- Directions for this task -
Format each line of the data below as a string in a JSON list, one string per line, leaving out blank lines.
**** Rows ****
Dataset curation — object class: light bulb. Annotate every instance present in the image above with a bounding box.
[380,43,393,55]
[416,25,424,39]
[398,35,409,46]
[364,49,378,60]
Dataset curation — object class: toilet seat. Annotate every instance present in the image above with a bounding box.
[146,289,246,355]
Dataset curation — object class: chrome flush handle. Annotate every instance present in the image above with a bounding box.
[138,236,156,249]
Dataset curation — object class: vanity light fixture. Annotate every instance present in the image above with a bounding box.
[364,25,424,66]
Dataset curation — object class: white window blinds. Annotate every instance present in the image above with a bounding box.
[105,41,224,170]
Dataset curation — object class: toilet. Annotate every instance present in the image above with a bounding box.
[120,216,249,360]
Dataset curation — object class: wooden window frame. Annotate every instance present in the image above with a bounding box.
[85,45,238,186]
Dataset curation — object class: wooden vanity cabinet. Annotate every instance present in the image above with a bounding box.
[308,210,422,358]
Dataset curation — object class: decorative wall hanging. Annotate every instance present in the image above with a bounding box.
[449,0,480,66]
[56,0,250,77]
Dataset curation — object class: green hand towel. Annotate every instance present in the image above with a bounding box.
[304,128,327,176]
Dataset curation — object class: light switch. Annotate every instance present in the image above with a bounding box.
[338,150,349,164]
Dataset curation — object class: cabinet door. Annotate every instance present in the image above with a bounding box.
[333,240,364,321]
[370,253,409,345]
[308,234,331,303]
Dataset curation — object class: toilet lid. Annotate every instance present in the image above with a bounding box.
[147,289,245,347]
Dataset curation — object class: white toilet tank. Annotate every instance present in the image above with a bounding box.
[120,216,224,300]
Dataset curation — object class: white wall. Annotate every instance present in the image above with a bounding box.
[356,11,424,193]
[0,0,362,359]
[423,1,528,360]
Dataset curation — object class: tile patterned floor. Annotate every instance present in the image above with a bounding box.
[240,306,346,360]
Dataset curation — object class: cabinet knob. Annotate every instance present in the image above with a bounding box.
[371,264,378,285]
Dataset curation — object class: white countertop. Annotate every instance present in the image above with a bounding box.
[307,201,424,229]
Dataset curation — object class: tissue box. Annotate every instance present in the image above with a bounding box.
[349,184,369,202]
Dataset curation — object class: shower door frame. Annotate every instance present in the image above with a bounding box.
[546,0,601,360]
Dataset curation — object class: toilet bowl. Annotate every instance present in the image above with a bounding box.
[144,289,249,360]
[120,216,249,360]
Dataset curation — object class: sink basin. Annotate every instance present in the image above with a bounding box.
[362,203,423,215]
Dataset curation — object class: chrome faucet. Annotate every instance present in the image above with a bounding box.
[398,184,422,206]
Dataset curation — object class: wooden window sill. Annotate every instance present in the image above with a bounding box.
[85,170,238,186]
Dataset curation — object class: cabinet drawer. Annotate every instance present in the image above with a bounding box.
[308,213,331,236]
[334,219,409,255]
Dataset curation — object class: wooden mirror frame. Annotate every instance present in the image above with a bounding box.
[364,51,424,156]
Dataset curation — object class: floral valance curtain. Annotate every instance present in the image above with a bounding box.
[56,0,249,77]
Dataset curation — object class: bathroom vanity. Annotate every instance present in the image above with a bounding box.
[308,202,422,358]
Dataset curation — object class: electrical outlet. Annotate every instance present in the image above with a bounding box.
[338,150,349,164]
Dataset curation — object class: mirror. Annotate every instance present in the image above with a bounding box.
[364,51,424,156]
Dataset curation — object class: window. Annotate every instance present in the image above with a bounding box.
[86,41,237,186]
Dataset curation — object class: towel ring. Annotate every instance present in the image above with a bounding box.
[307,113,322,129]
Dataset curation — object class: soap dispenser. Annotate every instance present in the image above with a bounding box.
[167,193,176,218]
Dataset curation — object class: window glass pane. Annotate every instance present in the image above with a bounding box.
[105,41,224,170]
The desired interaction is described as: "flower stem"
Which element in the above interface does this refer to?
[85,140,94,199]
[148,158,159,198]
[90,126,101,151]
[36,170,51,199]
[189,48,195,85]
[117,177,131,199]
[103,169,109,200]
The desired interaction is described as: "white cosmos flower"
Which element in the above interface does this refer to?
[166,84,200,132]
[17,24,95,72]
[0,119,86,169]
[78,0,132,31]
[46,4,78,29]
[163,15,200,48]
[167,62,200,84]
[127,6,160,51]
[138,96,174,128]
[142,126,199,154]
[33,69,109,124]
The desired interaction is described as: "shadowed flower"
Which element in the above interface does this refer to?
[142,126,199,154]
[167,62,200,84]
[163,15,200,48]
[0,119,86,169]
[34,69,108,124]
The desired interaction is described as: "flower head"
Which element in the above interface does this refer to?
****
- The answer -
[
  "Dataset curation — object class: light bulb. Annotate every instance present in the image above with a bounding box.",
  "[380,43,393,55]",
  "[416,25,424,39]",
  "[398,35,409,46]",
  "[364,49,378,60]",
  "Dataset curation — object class: toilet seat. Annotate every instance present in the image above with a bounding box.",
  "[146,289,246,355]",
  "Dataset curation — object class: chrome flush handle. Annotate every instance present in the image above with a bounding box.",
  "[138,236,156,249]",
  "Dataset curation — object class: vanity light fixture. Annotate every instance present in the image above with a bounding box.",
  "[364,25,424,66]",
  "Dataset curation — object class: white window blinds. Annotate every instance present in the image above with a bounding box.",
  "[105,41,224,170]",
  "Dataset curation — object class: toilet. Annotate every instance present in the image above with a bounding box.",
  "[120,216,249,360]",
  "Dataset curation — object class: wooden window frame. Annotate every instance present in the image above with a bounding box.",
  "[85,45,238,186]",
  "Dataset curation — object class: wooden vanity cabinet. Annotate every instance present in the image above with a bounding box.",
  "[308,210,422,358]",
  "Dataset curation — object class: decorative wall hanging. Annotate every instance present in the image above with a bounding box.",
  "[449,0,480,66]",
  "[56,0,250,77]",
  "Dataset curation — object class: green hand towel. Annotate every instance present in the image above with a bounding box.",
  "[304,128,327,176]",
  "Dataset curation — object class: light switch. Annotate every instance present in the image above with a bounding box.",
  "[338,150,349,164]",
  "Dataset curation — object class: cabinet door. Annotate every instance present in the image above with a bounding box.",
  "[333,240,364,321]",
  "[370,253,409,345]",
  "[308,234,331,303]",
  "Dataset curation — object class: toilet lid. Annotate every instance present in the image above with a bounding box.",
  "[147,289,245,347]",
  "Dataset curation — object class: white toilet tank. Annotate every instance present in the image above with a bounding box.",
  "[120,216,224,300]",
  "Dataset curation — object class: white wall. Annotate every instance present in the image above with a bounding box.",
  "[356,11,424,193]",
  "[0,0,362,359]",
  "[423,1,528,360]",
  "Dataset curation — object class: tile patterned floor. Annotate every instance present in the image above with a bounding box.",
  "[240,306,346,360]",
  "Dataset curation — object class: cabinet knob. Annotate every instance present in the image above with a bounding box.",
  "[371,264,378,285]",
  "Dataset curation — object class: white countertop. Annotate every instance present in the image above with a bounding box.",
  "[307,201,424,229]",
  "Dataset curation — object class: tissue box. Annotate every instance present in the image above with a bounding box.",
  "[349,184,369,202]",
  "Dataset curation — object class: shower door frame. Annotate every instance present in the image above with a bounding box.",
  "[546,0,601,360]",
  "Dataset curation — object class: toilet bowl. Annotate every instance present in the image above with a bounding box.",
  "[144,289,249,360]",
  "[120,216,249,360]",
  "Dataset curation — object class: sink basin. Annotate every instance present in the image above with a bounding box.",
  "[362,203,423,215]",
  "Dataset curation — object class: chrome faucet. Annotate every instance present in the image above with a bounding box.",
  "[398,184,422,206]",
  "Dataset curation — object class: wooden window sill. Annotate every instance present in the image above with a bounding box.",
  "[85,170,238,186]",
  "Dataset curation — object class: cabinet drawer. Annotate every instance present in the image above with a bounding box.",
  "[308,213,331,236]",
  "[334,219,409,255]",
  "Dataset curation — object class: wooden mirror frame. Annotate every instance present in the image above with a bounding box.",
  "[364,51,424,156]",
  "Dataset curation — object class: floral valance curtain. Annotate every instance present in the image above with a bounding box.",
  "[56,0,249,77]",
  "Dataset curation — object class: bathroom vanity. Annotate every instance present in the image above with a bounding box.",
  "[308,202,422,358]",
  "Dataset curation — object class: electrical outlet. Annotate every instance present in the image above with a bounding box.",
  "[338,150,349,164]",
  "Dataset curation — object class: mirror. Annotate every instance present in the image above with a bounding box.",
  "[364,51,424,156]",
  "Dataset curation — object class: window. Annotate every instance present in the image above with a bounding box.",
  "[86,41,237,186]",
  "Dataset curation — object class: towel ring. Annotate every instance present in the image above with a bounding box.",
  "[307,113,322,129]",
  "Dataset curation — object class: soap dispenser. Annotate every instance present in the image above with a bounding box.",
  "[167,193,176,218]",
  "Dataset curation — object class: window glass pane. Annotate every instance present in the image above with a bounding box.",
  "[105,41,224,170]",
  "The desired interaction is described as: \"flower stem\"",
  "Which element in the above interface does this refer to?",
  "[85,140,94,199]",
  "[148,158,159,198]",
  "[90,126,101,151]",
  "[36,170,51,199]",
  "[189,48,195,85]",
  "[117,177,131,199]",
  "[103,169,109,200]",
  "The desired interaction is described as: \"white cosmos flower\"",
  "Which element in the above interface does this refer to?",
  "[166,84,200,132]",
  "[17,24,95,72]",
  "[0,119,86,169]",
  "[78,0,132,31]",
  "[46,4,78,29]",
  "[163,15,200,48]",
  "[167,62,200,84]",
  "[127,6,160,51]",
  "[138,96,174,128]",
  "[142,126,199,154]",
  "[33,69,109,124]",
  "The desired interaction is described as: \"shadowed flower\"",
  "Which element in the above interface does this refer to?",
  "[142,126,199,154]",
  "[167,62,200,84]",
  "[163,15,200,48]",
  "[0,119,86,169]",
  "[34,69,108,124]",
  "The desired interaction is described as: \"flower head\"",
  "Which element in the above interface does this refer to?"
]